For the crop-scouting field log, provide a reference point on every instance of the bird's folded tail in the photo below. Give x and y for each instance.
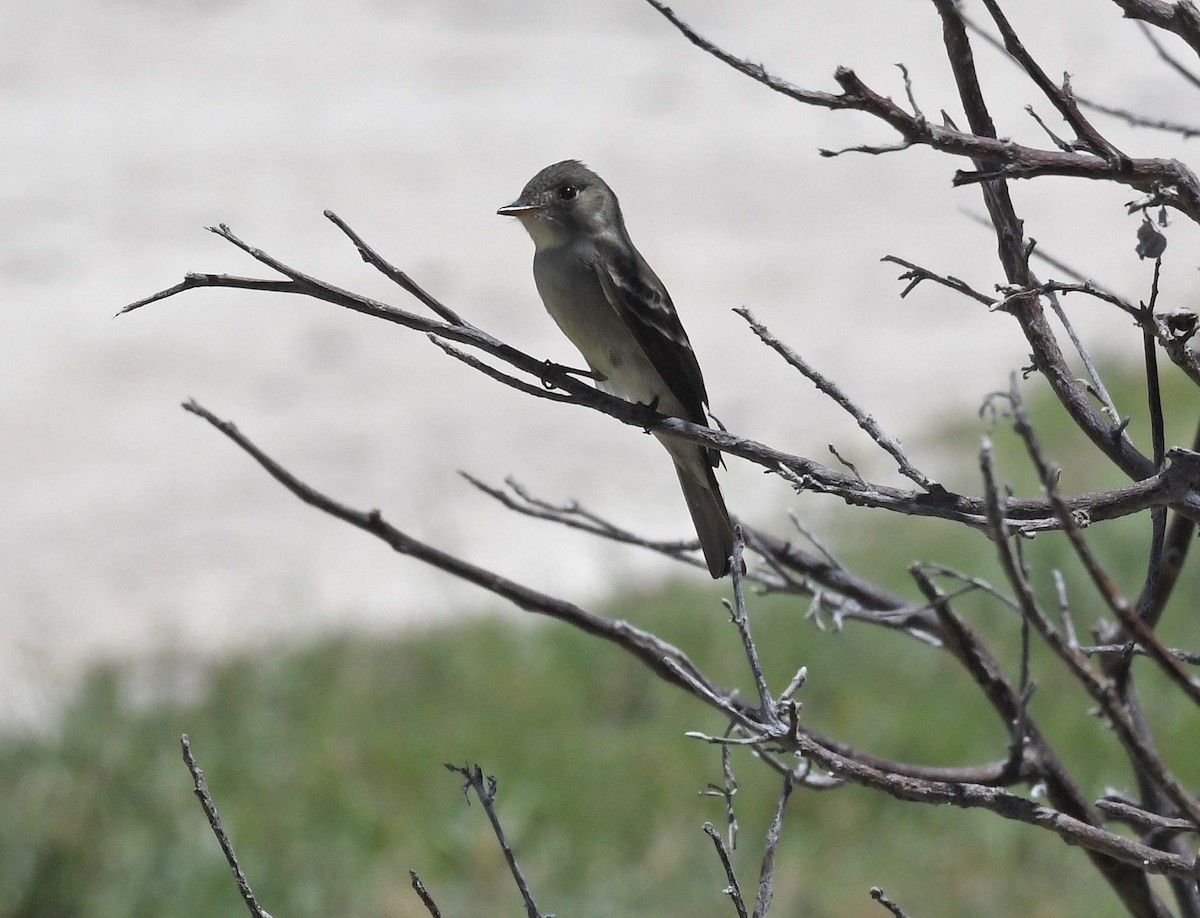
(712, 520)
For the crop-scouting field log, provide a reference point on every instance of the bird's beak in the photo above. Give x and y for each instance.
(519, 209)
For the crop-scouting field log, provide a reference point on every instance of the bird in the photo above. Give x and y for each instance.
(615, 310)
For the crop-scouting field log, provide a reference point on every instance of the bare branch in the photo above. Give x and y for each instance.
(879, 897)
(389, 270)
(426, 899)
(210, 810)
(485, 790)
(1169, 179)
(873, 427)
(767, 873)
(1179, 16)
(732, 889)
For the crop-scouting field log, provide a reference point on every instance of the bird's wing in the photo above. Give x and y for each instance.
(643, 304)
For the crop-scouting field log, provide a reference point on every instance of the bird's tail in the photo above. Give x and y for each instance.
(708, 514)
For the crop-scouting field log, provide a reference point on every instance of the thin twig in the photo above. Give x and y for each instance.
(426, 899)
(879, 897)
(210, 810)
(767, 874)
(485, 790)
(868, 423)
(732, 889)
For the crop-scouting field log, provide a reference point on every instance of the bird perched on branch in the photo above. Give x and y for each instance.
(612, 306)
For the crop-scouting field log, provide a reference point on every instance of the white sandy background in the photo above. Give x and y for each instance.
(130, 528)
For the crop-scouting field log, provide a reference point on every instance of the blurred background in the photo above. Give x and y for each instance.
(130, 126)
(132, 533)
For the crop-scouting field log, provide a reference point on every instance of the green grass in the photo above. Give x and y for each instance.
(327, 761)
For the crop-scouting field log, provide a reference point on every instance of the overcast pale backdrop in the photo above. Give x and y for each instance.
(130, 528)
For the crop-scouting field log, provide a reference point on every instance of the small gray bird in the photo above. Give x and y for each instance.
(612, 306)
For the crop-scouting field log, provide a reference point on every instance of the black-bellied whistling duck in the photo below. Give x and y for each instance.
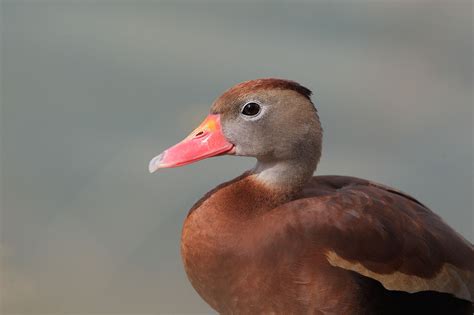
(277, 240)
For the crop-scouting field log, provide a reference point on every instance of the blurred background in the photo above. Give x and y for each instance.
(92, 90)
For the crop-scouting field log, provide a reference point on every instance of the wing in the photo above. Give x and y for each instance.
(384, 234)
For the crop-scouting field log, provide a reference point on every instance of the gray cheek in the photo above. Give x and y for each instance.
(247, 138)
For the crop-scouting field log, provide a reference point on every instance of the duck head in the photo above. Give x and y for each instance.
(270, 119)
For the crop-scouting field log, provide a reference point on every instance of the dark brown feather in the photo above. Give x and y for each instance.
(248, 249)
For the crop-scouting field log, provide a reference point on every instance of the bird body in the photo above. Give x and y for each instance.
(277, 240)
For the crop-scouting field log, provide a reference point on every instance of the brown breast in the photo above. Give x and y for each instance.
(247, 249)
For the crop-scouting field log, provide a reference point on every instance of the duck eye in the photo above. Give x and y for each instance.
(251, 109)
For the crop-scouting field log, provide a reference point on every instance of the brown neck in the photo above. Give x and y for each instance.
(246, 197)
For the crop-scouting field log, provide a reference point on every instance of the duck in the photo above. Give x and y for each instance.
(278, 240)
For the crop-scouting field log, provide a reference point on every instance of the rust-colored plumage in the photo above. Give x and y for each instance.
(277, 240)
(277, 261)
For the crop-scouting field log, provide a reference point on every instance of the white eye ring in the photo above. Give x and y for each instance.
(252, 110)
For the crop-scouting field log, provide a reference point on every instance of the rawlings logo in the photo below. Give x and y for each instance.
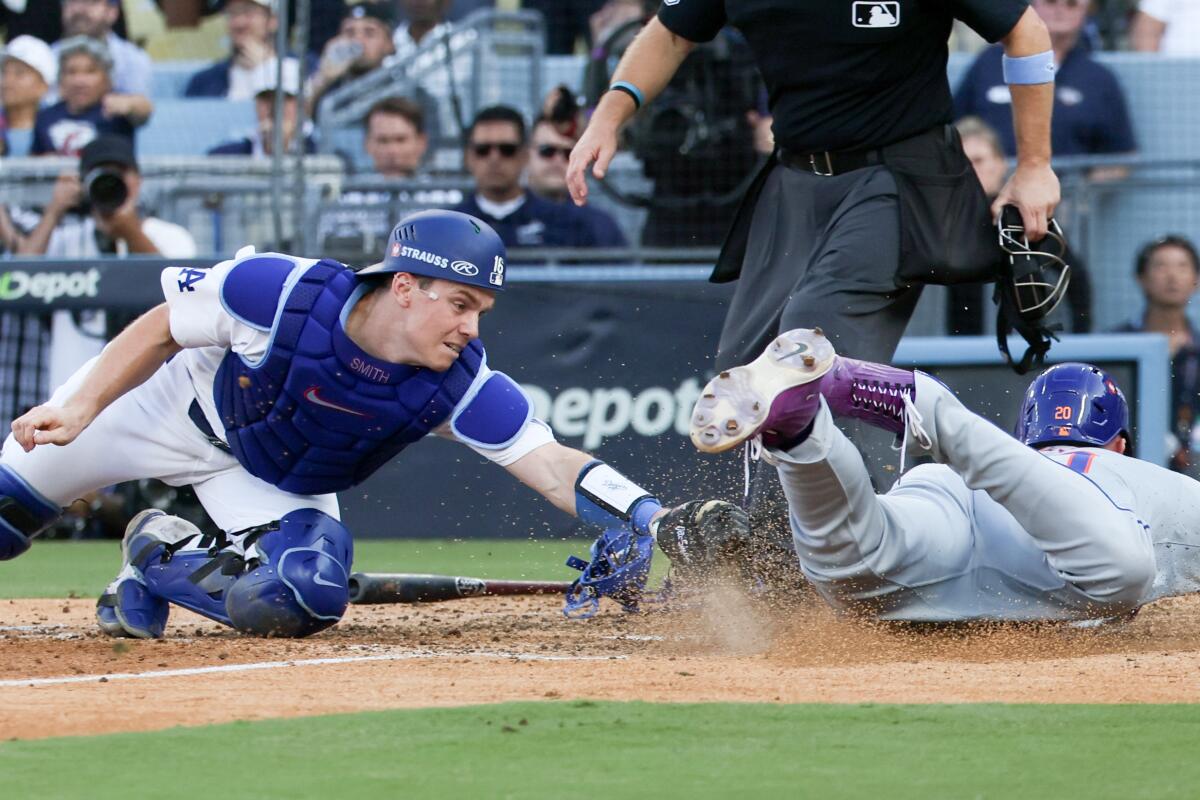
(469, 587)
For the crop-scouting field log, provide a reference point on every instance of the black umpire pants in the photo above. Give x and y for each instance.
(822, 252)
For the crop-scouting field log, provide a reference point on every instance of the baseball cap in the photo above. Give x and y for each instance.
(107, 149)
(93, 47)
(265, 74)
(382, 12)
(35, 53)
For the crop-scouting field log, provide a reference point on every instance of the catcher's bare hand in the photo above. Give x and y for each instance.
(48, 425)
(598, 144)
(1035, 191)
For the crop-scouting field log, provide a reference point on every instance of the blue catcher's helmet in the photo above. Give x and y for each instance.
(1073, 403)
(448, 245)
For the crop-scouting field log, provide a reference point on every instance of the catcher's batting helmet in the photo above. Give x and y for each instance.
(1073, 403)
(448, 245)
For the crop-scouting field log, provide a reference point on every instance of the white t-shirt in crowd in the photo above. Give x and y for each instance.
(1182, 20)
(78, 337)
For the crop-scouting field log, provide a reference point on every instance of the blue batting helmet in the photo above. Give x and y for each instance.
(448, 245)
(1073, 403)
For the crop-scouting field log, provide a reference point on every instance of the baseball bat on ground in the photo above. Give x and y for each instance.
(370, 588)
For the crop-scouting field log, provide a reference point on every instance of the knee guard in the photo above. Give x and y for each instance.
(299, 579)
(24, 513)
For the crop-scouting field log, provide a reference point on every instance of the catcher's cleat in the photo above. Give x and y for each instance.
(127, 608)
(778, 395)
(703, 534)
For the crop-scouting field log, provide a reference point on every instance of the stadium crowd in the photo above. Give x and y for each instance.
(103, 82)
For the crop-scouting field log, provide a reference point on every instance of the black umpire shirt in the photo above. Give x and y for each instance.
(847, 74)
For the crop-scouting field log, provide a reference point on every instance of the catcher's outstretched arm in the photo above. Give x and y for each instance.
(126, 362)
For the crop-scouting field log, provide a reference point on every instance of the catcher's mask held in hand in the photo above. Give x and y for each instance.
(618, 569)
(1032, 283)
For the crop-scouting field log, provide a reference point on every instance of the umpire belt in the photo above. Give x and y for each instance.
(828, 163)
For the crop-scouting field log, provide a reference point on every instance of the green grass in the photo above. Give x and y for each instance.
(636, 750)
(84, 569)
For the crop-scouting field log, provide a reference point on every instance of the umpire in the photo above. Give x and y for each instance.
(868, 194)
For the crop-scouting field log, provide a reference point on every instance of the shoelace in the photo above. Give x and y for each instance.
(912, 423)
(753, 451)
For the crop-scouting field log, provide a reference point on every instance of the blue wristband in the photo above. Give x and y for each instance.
(1027, 70)
(629, 89)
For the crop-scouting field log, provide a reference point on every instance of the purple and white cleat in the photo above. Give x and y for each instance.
(778, 394)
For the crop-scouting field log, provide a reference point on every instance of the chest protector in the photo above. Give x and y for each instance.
(317, 414)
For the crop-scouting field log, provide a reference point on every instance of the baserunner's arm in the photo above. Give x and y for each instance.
(126, 362)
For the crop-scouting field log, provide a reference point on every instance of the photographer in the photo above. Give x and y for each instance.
(93, 214)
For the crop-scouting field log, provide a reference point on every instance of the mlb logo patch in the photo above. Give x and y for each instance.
(875, 14)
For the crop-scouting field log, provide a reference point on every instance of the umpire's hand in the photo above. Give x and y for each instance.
(598, 144)
(1035, 191)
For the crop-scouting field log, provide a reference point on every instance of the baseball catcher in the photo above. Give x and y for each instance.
(1057, 523)
(269, 383)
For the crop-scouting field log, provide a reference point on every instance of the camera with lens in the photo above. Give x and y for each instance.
(106, 188)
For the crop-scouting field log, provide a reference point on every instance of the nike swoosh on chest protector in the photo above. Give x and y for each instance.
(313, 397)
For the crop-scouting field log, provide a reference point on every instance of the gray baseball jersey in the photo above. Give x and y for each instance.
(994, 530)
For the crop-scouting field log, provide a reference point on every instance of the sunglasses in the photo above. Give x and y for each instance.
(484, 149)
(550, 151)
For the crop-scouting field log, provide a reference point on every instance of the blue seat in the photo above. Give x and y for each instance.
(191, 127)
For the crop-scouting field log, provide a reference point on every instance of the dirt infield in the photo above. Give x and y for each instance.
(60, 677)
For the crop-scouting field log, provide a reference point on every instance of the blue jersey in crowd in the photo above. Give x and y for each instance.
(1090, 113)
(539, 222)
(58, 131)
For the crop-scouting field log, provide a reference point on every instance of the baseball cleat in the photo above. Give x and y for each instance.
(777, 390)
(127, 608)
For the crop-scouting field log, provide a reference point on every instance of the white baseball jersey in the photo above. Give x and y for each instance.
(995, 530)
(148, 432)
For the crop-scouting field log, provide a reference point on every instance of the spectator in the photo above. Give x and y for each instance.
(496, 155)
(363, 43)
(29, 71)
(423, 18)
(88, 106)
(547, 178)
(252, 25)
(1090, 113)
(1169, 274)
(95, 212)
(262, 142)
(395, 137)
(95, 18)
(1168, 26)
(323, 16)
(965, 312)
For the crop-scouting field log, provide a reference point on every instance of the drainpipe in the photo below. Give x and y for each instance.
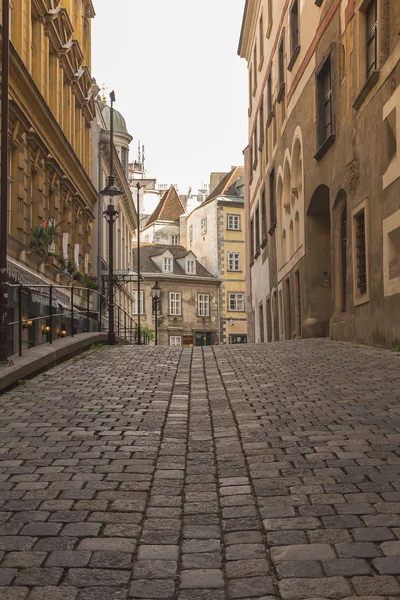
(219, 314)
(100, 225)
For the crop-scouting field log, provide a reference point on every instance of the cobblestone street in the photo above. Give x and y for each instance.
(248, 472)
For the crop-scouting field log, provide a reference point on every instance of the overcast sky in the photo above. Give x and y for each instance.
(178, 82)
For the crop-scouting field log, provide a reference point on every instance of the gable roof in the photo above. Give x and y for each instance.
(170, 208)
(147, 265)
(227, 187)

────

• **What this task involves**
Having located the line containing "of the cobblestone", set it down along with every line after it through the end of the data, reproducing each exactly.

• **Exercise output**
For the crop-scouting field log, provide a reference point on every instance of the cobblestone street in the photo above. Give x and y for each instance.
(248, 472)
For the crop-scouting field log, provide a reference point on every instance of the overcast sky in the photo above. Give x and y for each instance.
(178, 82)
For the crop-scouting field log, provide a reference point on every instance of the gable roof in the photo above. Give x and y for each instance.
(170, 208)
(147, 265)
(227, 187)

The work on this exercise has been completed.